KUTIPAN SUMBER >>
•••••
Membaca Realitas
728×90 Ads

Masyarakat Madani, Belajar dari Nabi SAW dan Orang Tua-tua Buli-Maba

Oleh: Ismunandar Marsaoly

(Warga Halmahera Timur)

 

Ketika hijrah ke Madinah, Rasul SAW pertama-tama mencetuskan satu langkah besar. Langkah yang ampuh mempersatukan semua agama dan golongan di Madinah. Piagam Madinah.

Bahwa semua golongan dan agama, hidup bebas dengan keyakinannya masing-masing, saling bahu-membahu membangun kehidupan yang damai dan adil di kampung Madinah dengan kewajiban menjaga Madinah dari kerusakan yang diupayakan oleh orang musyrikin Makkah.

Rasul juga memulai kehidupan di Madinah dengan membagi ruang di Madinah bagi kawasan pertanian, pemukiman, irigasi dan lain-lain secara adil (tata ruang).
•••••
BARIS >>
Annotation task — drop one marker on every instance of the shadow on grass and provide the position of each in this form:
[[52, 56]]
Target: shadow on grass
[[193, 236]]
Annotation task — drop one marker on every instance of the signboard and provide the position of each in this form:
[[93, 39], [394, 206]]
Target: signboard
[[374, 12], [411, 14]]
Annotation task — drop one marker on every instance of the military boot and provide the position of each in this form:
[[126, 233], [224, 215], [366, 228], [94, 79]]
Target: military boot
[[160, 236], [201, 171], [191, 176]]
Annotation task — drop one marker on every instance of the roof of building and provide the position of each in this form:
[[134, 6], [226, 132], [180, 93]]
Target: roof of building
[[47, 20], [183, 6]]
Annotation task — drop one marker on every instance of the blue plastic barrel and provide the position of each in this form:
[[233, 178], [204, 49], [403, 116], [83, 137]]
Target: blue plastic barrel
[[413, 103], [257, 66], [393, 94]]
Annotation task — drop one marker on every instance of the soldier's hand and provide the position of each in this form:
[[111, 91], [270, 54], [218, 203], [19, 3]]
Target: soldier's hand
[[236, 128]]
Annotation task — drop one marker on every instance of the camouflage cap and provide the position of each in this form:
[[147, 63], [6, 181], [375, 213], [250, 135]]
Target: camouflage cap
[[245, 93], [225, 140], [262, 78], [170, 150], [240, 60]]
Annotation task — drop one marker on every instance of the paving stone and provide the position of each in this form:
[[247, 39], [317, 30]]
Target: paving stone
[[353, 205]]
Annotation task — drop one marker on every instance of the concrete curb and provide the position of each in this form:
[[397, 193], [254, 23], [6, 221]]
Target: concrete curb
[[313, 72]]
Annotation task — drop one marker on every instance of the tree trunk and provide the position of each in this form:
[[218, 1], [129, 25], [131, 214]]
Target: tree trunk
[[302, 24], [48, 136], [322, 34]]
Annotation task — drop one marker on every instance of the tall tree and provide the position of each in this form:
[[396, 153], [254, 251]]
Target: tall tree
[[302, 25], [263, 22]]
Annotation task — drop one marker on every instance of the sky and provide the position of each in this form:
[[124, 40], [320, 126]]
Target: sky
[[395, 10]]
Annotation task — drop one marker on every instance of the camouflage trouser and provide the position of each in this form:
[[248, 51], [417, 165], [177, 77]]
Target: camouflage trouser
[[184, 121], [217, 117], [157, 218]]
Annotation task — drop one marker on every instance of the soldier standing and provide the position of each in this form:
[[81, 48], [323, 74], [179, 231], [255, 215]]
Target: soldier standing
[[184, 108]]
•••••
PERMINTAAN TERTULIS >> Ubahlah bagian kutipan sumber mulai dari "Oleh: Ismunandar Marsaoly" sampai dengan "orang musyrikin Makkah." dan ganti "damai" dengan "tenteram".

PENYELESAIAN LATIHAN >>
Oleh: Ismunandar Marsaoly

(Warga Halmahera Timur)

 

Ketika hijrah ke Madinah, Rasul SAW pertama-tama mencetuskan satu langkah besar. Langkah yang ampuh mempersatukan semua agama dan golongan di Madinah. Piagam Madinah.

Bahwa semua golongan dan agama, hidup bebas dengan keyakinannya masing-masing, saling bahu-membahu membangun kehidupan yang tenteram dan adil di kampung Madinah dengan kewajiban menjaga Madinah dari kerusakan yang diupayakan oleh orang musyrikin Makkah.